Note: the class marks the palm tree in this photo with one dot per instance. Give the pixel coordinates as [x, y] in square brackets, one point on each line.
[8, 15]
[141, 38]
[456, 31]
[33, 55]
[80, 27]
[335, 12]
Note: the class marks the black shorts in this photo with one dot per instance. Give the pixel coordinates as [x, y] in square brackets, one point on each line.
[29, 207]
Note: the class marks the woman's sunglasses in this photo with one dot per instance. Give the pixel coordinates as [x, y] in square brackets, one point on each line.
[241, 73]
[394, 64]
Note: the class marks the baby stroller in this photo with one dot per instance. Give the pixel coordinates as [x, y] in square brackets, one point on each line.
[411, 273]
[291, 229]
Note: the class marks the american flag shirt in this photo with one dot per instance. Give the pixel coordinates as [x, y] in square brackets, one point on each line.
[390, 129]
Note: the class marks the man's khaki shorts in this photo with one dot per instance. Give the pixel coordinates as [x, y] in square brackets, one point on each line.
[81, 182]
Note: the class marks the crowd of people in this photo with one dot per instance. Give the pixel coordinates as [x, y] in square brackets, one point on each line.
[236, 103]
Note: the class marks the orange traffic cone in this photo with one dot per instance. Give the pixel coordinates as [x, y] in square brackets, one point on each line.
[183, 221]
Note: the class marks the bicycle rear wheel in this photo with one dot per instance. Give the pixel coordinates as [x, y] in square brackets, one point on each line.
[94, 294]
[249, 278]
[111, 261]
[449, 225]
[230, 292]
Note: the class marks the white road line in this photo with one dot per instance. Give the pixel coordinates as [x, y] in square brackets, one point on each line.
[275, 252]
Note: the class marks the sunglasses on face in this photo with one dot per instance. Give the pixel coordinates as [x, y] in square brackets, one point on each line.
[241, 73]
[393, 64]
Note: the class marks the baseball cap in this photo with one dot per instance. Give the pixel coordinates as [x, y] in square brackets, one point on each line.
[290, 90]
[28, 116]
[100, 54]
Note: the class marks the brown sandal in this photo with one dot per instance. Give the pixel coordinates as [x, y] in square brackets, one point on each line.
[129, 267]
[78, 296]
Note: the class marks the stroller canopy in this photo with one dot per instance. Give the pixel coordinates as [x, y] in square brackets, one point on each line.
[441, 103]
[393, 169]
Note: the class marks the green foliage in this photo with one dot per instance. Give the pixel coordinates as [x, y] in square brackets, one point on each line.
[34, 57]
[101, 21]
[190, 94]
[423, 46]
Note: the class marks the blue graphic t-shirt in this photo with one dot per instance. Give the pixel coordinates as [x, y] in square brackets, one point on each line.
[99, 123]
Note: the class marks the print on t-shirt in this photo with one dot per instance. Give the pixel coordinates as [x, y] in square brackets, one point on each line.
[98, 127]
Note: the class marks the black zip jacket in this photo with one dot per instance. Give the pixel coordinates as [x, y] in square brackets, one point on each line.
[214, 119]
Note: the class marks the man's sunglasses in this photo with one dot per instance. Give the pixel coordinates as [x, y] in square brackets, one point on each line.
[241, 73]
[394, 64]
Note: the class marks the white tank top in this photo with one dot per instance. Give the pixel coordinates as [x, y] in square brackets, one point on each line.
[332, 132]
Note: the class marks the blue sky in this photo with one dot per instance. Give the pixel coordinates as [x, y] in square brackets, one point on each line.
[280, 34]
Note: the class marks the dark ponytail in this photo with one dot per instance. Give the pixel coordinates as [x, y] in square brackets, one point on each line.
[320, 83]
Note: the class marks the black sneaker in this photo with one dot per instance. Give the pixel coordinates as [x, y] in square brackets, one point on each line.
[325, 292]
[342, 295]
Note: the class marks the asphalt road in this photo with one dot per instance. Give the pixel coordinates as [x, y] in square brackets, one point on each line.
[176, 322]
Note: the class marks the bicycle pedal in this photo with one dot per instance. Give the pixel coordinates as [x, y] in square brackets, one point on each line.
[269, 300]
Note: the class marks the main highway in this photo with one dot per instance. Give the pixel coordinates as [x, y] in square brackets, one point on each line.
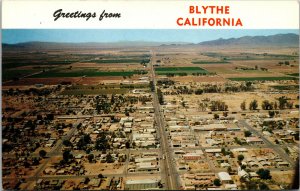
[167, 167]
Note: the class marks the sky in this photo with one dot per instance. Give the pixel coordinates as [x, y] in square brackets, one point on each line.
[13, 36]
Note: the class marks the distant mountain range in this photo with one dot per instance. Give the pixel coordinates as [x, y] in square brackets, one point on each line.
[289, 39]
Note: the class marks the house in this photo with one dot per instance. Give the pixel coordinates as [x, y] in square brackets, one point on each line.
[224, 177]
[141, 184]
[254, 140]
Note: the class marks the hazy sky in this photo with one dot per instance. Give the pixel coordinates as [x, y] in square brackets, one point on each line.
[108, 35]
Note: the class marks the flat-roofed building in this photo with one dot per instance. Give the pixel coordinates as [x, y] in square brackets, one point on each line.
[224, 177]
[141, 184]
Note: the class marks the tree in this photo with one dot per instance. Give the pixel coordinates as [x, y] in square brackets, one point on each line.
[102, 143]
[216, 116]
[127, 145]
[217, 182]
[264, 174]
[86, 180]
[67, 143]
[263, 186]
[241, 157]
[243, 105]
[275, 105]
[223, 151]
[100, 176]
[247, 133]
[42, 153]
[253, 105]
[266, 105]
[229, 169]
[67, 155]
[109, 158]
[282, 102]
[271, 114]
[90, 157]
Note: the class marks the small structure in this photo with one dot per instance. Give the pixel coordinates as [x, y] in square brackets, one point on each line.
[141, 184]
[224, 177]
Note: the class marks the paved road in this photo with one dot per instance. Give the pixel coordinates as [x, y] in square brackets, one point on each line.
[167, 166]
[275, 147]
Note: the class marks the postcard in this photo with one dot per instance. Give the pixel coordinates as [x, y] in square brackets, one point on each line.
[146, 95]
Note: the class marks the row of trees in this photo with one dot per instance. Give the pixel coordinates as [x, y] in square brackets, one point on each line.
[282, 103]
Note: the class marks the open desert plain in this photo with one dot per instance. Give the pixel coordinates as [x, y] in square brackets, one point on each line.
[220, 114]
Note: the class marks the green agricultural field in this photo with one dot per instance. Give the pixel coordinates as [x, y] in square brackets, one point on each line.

TASK:
Could you return the entire listing above verbatim while dropping each picture?

EXERCISE ANSWER:
Note: the class marks the palm tree in this photo with one dot per instance. Give the pixel coordinates as [x, y] in square brackets, one point on each line.
[8, 15]
[141, 38]
[456, 31]
[33, 55]
[80, 27]
[335, 12]
Note: the class marks the black shorts in this photo with one dot per instance. Give the pixel coordinates as [x, y] in square brackets, one point on each line.
[29, 207]
Note: the class marks the woman's sunglasses in this photo with one dot per instance. Give the pixel coordinates as [x, y] in square brackets, one point on each line.
[241, 73]
[394, 64]
Note: the class marks the baby stroller in this photo with one dot per instance. Give the pixel coordinates as [x, y] in square brackets, one point on each line.
[411, 273]
[291, 229]
Note: the class marks the american flag shirt in this photo with one dot per instance. Give the pixel coordinates as [x, y] in square brackets, one point on each line.
[390, 129]
Note: the class marks the man's khaki shorts in this photo with one dot per instance. Give the pixel coordinates as [x, y] in square brackets, one point on each line.
[81, 182]
Note: the class marks the crowd of people in this photo with one dot per instance. Give the pixel coordinates as [x, y] in square brackets, one point on each line.
[236, 103]
Note: the class marks the orange traffic cone in this photo with one dot per instance. Give the pixel coordinates as [x, y] in square brackets, one point on each line.
[183, 221]
Note: the class marks the bicycle rear wheel in this photo with one dot per instance. Give the pixel coordinates as [x, y] in square brackets, one point on each line.
[94, 294]
[249, 278]
[111, 261]
[449, 225]
[230, 292]
Note: the class marks the white road line in this photo with one dot per instance. Give the pixel coordinates as [x, y] in square brackets, one point on each line.
[275, 252]
Note: the class marks the sunglasses on face in this photo with one dot per instance. Give the pixel coordinates as [x, y] in square brackets, one point on each line.
[241, 73]
[393, 64]
Note: the class marks the baseball cap in this photo with one dot per instance. Give the pixel coordinates as [x, y] in square brackets, one point on each line.
[290, 90]
[28, 116]
[100, 54]
Note: the class marks the brown sandal in this photo with one dot per instance. Give the pixel coordinates as [x, y] in square brackets, one point on each line.
[129, 267]
[78, 296]
Note: the class marks the stroller canopy in this photo with one dot per instance. Give the pixel coordinates as [x, y] in square brackets, one point on each line.
[441, 103]
[393, 169]
Note: the class marks the green foliage in this photo with one dot per instance. Give the pixel coordinates as [x, y] in square brackets, one point on each line.
[34, 57]
[101, 21]
[190, 94]
[423, 46]
Note: the class marks the blue graphic t-shirt in this photo with one dot per instance. Give the pixel coordinates as [x, y] in square brackets, one point on each line.
[99, 123]
Note: the class marks the print on t-shirt in this photo with one dot per instance. Give the pixel coordinates as [x, y] in square brackets, one point on each line.
[98, 127]
Note: the class marks the black zip jacket in this photo with one dot per instance. Give the pixel coordinates as [x, y] in square brackets, one point on each line.
[214, 119]
Note: the class marks the man's sunglasses in this photo with one dot per instance. Give the pixel coordinates as [x, y] in square brackets, one point on each line.
[241, 73]
[394, 64]
Note: the class marks the white tank top in this photo with one dot per instance. Give the pixel coordinates as [x, y] in square brackets, one point on each line.
[332, 132]
Note: the class marks the blue sky in this photo with one dot per instance. Give the pixel coordinates as [x, y] in square brackets, one point on each line.
[280, 34]
Note: the class marks the dark ponytail in this photo with one dot per instance. Give the pixel coordinates as [x, y] in square brackets, one point on each line.
[320, 83]
Note: the class marks the black sneaker in this photo with one dot per instance. Give the pixel coordinates as [x, y] in square brackets, one point on each line.
[325, 292]
[342, 295]
Note: the class marks the asphalt road in this photo with one dot per instance. Give the pixel coordinates as [x, y] in square brackets, one point on each line.
[176, 322]
Note: the class marks the bicycle pedal in this photo with one dot per instance. Give the pixel coordinates as [x, y] in square brackets, one point on each line.
[269, 300]
Note: the class marks the main highway in this photo with one dot per instance. Give the pixel coordinates as [x, y] in square brackets, one point on each line.
[167, 167]
Note: the class marks the sky in this photo with one dot per instance. Give the pixel coordinates as [x, y] in square brackets, one point on each line.
[13, 36]
Note: the class marks the distant mountain range in this photo with one dot per instance. Give the pixel coordinates as [x, y] in square brackets, one point on each line.
[289, 39]
Note: the class marks the house in this photo with one dot per instance. Give the pixel coordinates as [x, y] in square brackets, one point on each line.
[224, 177]
[141, 184]
[254, 140]
Note: the class marks the hazy sky in this photo with one dot per instance. Give the pixel coordinates as [x, y] in square brackets, one point on each line.
[108, 35]
Note: the class marks the flat-roofed building in this photo with one dot per instance. Give the pixel coordinates as [x, y] in square brackets, one point on each line.
[224, 177]
[141, 184]
Note: the class marks the tree in this photo with one dot per instance. Give the pixel coordinates as [x, y] in square brackets, one point on each line.
[102, 143]
[216, 116]
[127, 145]
[217, 182]
[264, 174]
[86, 180]
[67, 143]
[263, 186]
[241, 157]
[243, 105]
[275, 105]
[223, 151]
[100, 176]
[247, 133]
[42, 153]
[253, 105]
[266, 105]
[229, 169]
[67, 155]
[109, 158]
[282, 102]
[271, 114]
[90, 157]
Note: the class marks the small structure in this photo with one dot per instance. Give the pixel coordinates as [x, y] in square brackets, one point on each line.
[141, 184]
[224, 177]
Note: the class marks the paved road in this photo with one dot per instance. Give the pixel coordinates as [x, y] in square brackets, one point on each line.
[167, 166]
[275, 147]
Note: the class marks the postcard in this photo with one dot per instance. Give the pixel coordinates as [x, y] in square brackets, one point on each line.
[146, 95]
Note: the class marks the row of trees in this photo with one dot per instance. Give the pixel coordinates as [x, y] in square brackets, one point on each line.
[282, 103]
Note: the class marks the open desert plain in this photo with one dot per instance. Give the pixel coordinates as [x, y] in square brackets, one point on each line.
[220, 114]
Note: the class marks the green agricultural field in this photo with one dot per instance. Give the pixel coordinates as [x, y] in square brackets, one point on each line.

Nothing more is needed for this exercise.